Stated task:
Reproduce the entries from the beginning through the line containing "195;777;257;881", changing each "Identify" to "Locate" and leaving everything else unchanged.

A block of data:

⁂

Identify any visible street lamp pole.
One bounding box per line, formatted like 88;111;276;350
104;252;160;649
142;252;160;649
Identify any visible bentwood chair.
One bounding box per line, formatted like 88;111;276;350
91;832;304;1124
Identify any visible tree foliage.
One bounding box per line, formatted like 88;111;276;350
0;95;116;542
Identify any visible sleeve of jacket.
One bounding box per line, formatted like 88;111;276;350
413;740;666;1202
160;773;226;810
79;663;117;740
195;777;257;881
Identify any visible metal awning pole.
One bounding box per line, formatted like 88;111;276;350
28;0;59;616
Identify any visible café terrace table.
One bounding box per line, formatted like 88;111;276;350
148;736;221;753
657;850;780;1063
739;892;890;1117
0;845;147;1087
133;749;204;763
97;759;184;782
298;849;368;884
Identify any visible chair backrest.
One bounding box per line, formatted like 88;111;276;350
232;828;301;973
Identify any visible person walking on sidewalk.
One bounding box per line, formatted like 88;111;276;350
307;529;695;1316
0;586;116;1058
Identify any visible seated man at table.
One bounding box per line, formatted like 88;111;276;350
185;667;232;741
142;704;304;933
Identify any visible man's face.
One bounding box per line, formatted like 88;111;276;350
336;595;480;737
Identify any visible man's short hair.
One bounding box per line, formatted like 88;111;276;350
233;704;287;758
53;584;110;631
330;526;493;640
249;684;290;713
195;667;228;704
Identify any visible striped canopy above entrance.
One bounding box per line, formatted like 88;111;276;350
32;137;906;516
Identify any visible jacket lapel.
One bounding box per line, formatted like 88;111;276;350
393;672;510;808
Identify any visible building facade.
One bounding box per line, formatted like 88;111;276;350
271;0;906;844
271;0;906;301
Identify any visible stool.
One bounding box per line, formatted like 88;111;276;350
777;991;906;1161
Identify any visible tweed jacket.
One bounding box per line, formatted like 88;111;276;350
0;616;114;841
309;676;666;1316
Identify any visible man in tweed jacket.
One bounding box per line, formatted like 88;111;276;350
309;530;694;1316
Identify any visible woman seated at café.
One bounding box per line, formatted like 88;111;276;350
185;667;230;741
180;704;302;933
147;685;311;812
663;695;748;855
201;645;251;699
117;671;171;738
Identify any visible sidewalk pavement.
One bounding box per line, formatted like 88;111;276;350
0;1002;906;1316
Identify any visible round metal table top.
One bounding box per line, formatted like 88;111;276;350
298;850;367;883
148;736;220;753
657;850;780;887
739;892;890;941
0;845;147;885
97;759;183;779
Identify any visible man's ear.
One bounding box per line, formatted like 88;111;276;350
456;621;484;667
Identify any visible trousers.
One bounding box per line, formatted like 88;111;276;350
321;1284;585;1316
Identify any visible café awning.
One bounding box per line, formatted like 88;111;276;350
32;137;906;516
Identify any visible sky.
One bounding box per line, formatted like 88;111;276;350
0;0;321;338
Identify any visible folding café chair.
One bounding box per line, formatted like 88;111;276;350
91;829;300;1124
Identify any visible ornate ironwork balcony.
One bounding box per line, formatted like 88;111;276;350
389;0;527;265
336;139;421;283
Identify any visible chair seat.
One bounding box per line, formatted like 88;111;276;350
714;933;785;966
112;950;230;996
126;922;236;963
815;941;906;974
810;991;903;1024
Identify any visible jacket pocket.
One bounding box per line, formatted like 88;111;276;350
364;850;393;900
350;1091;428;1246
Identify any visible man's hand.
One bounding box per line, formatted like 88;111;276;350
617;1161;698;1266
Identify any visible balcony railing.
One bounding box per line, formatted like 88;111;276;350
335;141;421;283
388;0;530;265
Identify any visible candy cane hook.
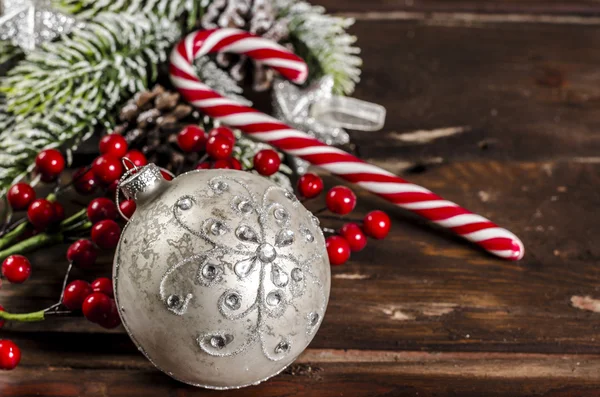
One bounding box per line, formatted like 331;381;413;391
170;29;525;260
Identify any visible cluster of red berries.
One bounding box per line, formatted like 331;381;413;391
0;305;21;371
68;134;148;195
6;149;65;231
62;277;121;329
177;125;281;176
297;173;391;266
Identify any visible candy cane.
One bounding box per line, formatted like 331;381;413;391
170;29;524;260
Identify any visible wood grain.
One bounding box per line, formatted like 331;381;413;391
315;0;600;15
0;6;600;397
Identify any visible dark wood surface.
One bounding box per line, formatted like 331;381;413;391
0;0;600;397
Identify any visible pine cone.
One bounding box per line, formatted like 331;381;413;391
201;0;289;91
113;85;202;173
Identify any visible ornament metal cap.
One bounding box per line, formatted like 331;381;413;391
117;158;167;202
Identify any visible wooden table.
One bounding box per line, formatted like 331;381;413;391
0;0;600;397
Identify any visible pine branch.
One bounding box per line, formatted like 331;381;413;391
0;40;23;65
52;0;207;29
194;56;252;106
0;12;179;193
233;131;293;190
275;0;362;95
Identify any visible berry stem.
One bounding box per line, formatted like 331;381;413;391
0;309;48;322
319;215;364;223
60;207;87;229
313;207;327;215
0;233;64;261
62;219;93;232
0;222;29;249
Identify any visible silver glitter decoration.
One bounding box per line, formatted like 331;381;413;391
300;227;315;243
113;170;331;389
271;263;289;288
308;312;319;327
177;197;192;211
273;76;350;145
235;225;258;243
210;221;227;236
224;292;242;310
266;290;283;306
202;263;219;280
233;258;256;278
0;0;83;52
256;243;277;263
167;295;181;309
273;341;290;354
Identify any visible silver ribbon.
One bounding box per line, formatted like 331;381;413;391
273;76;386;174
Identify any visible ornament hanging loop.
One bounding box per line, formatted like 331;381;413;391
115;157;138;221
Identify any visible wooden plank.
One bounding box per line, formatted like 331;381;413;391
352;20;600;166
0;162;600;354
314;0;600;15
0;19;600;396
0;350;600;397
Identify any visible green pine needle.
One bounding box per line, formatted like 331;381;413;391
275;0;362;95
0;12;179;193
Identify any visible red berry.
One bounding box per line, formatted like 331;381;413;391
35;149;65;179
106;180;119;197
208;127;235;145
27;199;54;229
52;201;65;223
87;197;117;223
92;154;123;185
213;159;231;170
340;223;367;252
73;167;98;196
98;299;121;329
63;280;94;310
67;239;98;269
40;174;58;183
92;277;115;298
363;210;392;239
81;292;111;323
254;149;281;176
160;169;173;181
206;135;233;160
229;157;242;170
6;183;35;211
92;219;121;250
125;150;148;167
2;255;31;284
119;200;137;219
325;186;356;215
98;134;127;159
0;339;21;371
298;173;324;198
177;125;206;153
325;236;350;266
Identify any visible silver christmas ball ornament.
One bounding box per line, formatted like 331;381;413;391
113;164;331;389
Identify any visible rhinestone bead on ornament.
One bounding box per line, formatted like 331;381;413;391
113;168;331;389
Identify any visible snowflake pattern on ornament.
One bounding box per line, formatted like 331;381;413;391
160;176;327;361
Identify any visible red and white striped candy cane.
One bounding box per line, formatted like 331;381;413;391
170;29;524;260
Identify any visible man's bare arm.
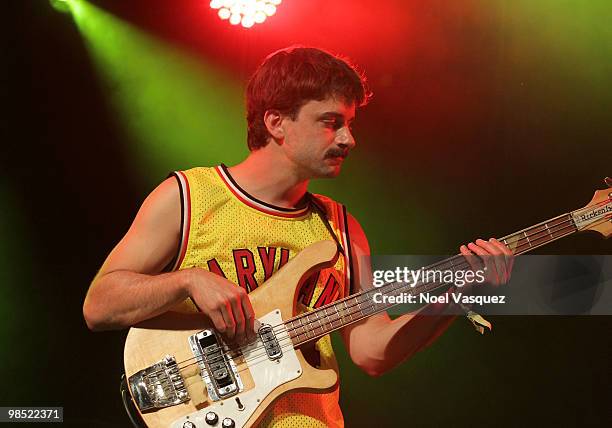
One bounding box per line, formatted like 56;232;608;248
83;178;254;341
342;216;512;376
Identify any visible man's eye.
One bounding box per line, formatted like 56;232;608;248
323;119;342;129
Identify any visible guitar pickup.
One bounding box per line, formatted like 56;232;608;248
128;355;189;412
258;324;283;360
189;329;243;401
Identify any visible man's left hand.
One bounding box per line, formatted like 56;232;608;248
459;238;514;287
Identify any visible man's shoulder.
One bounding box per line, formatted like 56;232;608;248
310;193;344;207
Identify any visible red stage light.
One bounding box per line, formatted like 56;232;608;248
210;0;282;28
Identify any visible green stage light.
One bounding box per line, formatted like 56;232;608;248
49;0;70;13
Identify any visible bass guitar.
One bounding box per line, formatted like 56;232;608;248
124;178;612;428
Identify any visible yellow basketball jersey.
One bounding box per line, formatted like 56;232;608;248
173;165;351;428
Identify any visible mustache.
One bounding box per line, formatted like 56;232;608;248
325;149;348;159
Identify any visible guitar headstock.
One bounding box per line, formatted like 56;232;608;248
571;177;612;238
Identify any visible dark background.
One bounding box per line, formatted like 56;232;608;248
0;0;612;426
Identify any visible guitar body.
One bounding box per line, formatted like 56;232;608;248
124;178;612;428
124;241;338;428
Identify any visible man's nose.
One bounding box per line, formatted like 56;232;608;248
336;126;355;149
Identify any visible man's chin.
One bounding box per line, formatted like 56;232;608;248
317;164;342;178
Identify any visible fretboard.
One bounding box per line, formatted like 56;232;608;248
285;213;578;347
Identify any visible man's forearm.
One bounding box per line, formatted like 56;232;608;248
83;270;189;330
349;296;455;376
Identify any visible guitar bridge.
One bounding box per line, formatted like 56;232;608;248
189;329;244;401
128;355;189;412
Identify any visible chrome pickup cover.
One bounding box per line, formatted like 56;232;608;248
258;324;283;360
189;329;243;401
128;355;189;412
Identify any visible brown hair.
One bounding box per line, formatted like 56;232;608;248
246;46;371;151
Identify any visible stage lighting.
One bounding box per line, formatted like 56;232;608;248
49;0;70;13
210;0;282;28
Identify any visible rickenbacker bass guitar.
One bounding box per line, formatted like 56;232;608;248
124;178;612;428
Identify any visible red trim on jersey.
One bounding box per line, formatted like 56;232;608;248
175;171;191;270
215;166;309;218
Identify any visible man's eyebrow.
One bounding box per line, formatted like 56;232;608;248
319;111;355;122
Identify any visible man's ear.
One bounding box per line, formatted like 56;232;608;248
264;110;285;141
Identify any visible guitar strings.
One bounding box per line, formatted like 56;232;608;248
134;204;610;382
142;221;573;374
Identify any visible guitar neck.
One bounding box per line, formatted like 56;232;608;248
285;209;585;347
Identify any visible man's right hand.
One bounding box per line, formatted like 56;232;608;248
186;268;256;343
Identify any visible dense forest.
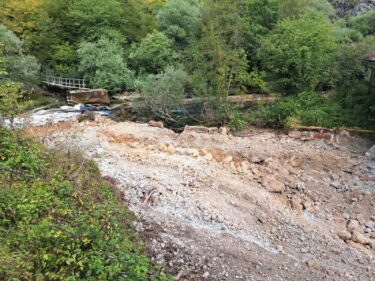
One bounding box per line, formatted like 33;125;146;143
0;0;375;128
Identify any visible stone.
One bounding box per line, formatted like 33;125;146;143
302;201;312;209
241;161;250;173
167;144;176;154
261;176;285;193
343;213;350;220
205;152;213;161
365;221;375;229
219;127;229;135
223;155;233;164
291;196;303;212
366;145;375;160
348;220;359;230
337;230;352;241
352;231;371;245
300;246;310;254
184;125;209;133
364;227;372;233
148;120;164;128
77;111;96;122
157;142;168;152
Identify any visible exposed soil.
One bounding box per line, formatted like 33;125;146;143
33;115;375;280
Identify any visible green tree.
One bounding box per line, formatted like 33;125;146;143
241;0;282;70
0;25;40;82
258;13;337;93
348;10;375;36
184;0;249;123
129;31;179;74
78;38;133;92
158;0;203;47
138;66;189;123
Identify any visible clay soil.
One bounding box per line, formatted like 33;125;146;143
33;118;375;280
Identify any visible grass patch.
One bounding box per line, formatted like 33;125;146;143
0;129;168;281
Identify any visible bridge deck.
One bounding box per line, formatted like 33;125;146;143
42;76;87;89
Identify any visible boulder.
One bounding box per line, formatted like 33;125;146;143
68;89;110;105
148;120;164;128
262;177;285;193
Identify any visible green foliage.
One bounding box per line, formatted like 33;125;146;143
0;92;167;281
348;10;375;36
280;0;335;17
0;25;40;82
138;66;189;122
158;0;202;47
241;0;282;69
129;31;179;74
78;38;133;92
184;1;249;124
252;92;353;128
0;80;23;121
0;0;156;76
0;142;167;281
258;14;337;93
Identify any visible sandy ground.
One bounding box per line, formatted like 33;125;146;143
33;118;375;280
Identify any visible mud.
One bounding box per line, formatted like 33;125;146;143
32;118;375;280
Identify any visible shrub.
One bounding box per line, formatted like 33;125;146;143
0;132;166;281
129;31;178;74
78;37;134;92
252;92;353;128
138;66;189;122
258;14;336;94
0;91;167;281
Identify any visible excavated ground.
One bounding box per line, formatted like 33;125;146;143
32;118;375;281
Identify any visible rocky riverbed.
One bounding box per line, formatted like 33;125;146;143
30;117;375;280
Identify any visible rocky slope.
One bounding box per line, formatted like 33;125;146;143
33;118;375;281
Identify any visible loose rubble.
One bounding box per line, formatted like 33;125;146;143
32;116;375;280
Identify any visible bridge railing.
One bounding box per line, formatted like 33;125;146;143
42;75;86;89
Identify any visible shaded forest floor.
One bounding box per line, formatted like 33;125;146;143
30;115;375;280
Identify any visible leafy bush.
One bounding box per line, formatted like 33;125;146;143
138;66;189;122
78;37;133;92
0;88;167;281
252;92;352;128
258;14;336;93
0;129;167;281
348;10;375;36
158;0;202;47
129;31;179;74
0;24;40;82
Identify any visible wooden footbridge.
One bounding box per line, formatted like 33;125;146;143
42;75;88;90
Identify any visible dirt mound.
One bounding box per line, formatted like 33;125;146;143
36;119;375;280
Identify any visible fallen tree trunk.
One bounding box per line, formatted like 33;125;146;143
292;125;375;140
115;94;278;106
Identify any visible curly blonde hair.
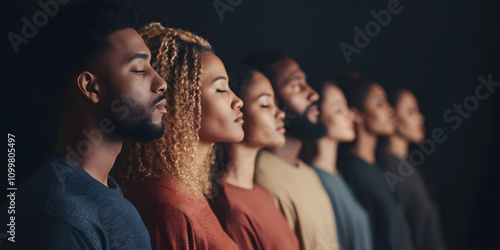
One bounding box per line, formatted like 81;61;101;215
114;23;215;194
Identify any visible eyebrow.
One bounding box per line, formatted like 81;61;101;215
128;53;149;62
213;76;227;82
256;93;272;99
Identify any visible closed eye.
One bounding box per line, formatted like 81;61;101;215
132;70;145;75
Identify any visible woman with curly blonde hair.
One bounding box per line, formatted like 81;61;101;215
115;23;244;249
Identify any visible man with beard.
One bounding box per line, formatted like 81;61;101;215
243;51;339;250
0;0;167;249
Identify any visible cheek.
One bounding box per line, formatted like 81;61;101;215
243;114;277;147
282;94;308;115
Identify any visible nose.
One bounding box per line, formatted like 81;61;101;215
347;109;354;121
151;72;167;94
307;85;319;102
275;105;286;121
231;93;243;110
387;105;395;118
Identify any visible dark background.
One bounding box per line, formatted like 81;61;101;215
0;0;500;250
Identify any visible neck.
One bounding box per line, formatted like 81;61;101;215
56;108;122;186
196;141;212;169
387;135;410;159
269;135;302;166
223;143;260;190
312;136;338;175
350;126;378;165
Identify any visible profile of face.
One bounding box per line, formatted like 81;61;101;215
355;83;395;136
199;52;244;143
273;58;319;124
91;28;167;141
395;90;425;143
242;72;286;148
320;84;356;142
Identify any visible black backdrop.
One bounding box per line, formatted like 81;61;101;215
0;0;500;250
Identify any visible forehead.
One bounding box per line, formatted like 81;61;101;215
201;51;227;77
273;58;305;84
397;90;417;106
245;72;274;98
323;84;345;100
108;28;150;61
368;82;385;97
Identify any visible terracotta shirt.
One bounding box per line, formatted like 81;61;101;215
255;151;339;250
126;177;238;250
212;183;299;250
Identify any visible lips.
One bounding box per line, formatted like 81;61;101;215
234;112;244;123
276;123;286;133
307;104;319;116
155;99;167;114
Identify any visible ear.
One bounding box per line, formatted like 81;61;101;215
351;107;364;125
76;71;102;104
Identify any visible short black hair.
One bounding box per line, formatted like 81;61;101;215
241;49;292;92
23;0;138;97
331;71;375;111
227;63;259;99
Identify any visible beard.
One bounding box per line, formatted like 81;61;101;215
106;96;165;142
285;104;327;144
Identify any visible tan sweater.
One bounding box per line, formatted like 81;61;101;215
255;151;339;250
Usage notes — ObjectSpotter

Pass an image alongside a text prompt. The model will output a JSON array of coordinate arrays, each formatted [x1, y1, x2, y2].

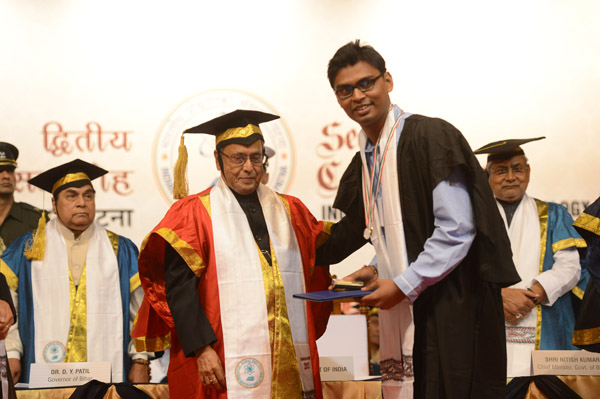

⁂

Solution for this problem:
Locate any visible street lamp pole.
One bounding box per line, formatted like 88;111;276;350
104;252;160;649
142;252;160;649
Locate any visible bentwood chair.
One bounding box per line, formatted like 88;111;276;350
91;832;304;1124
Locate any visible tree foliage.
One bounding box per line, formatted like 88;111;276;350
0;95;116;542
Locate any visible sleeve of jacket.
One bounding box per line, formatted like 88;111;276;350
413;740;666;1202
160;773;226;810
79;663;117;740
195;777;257;881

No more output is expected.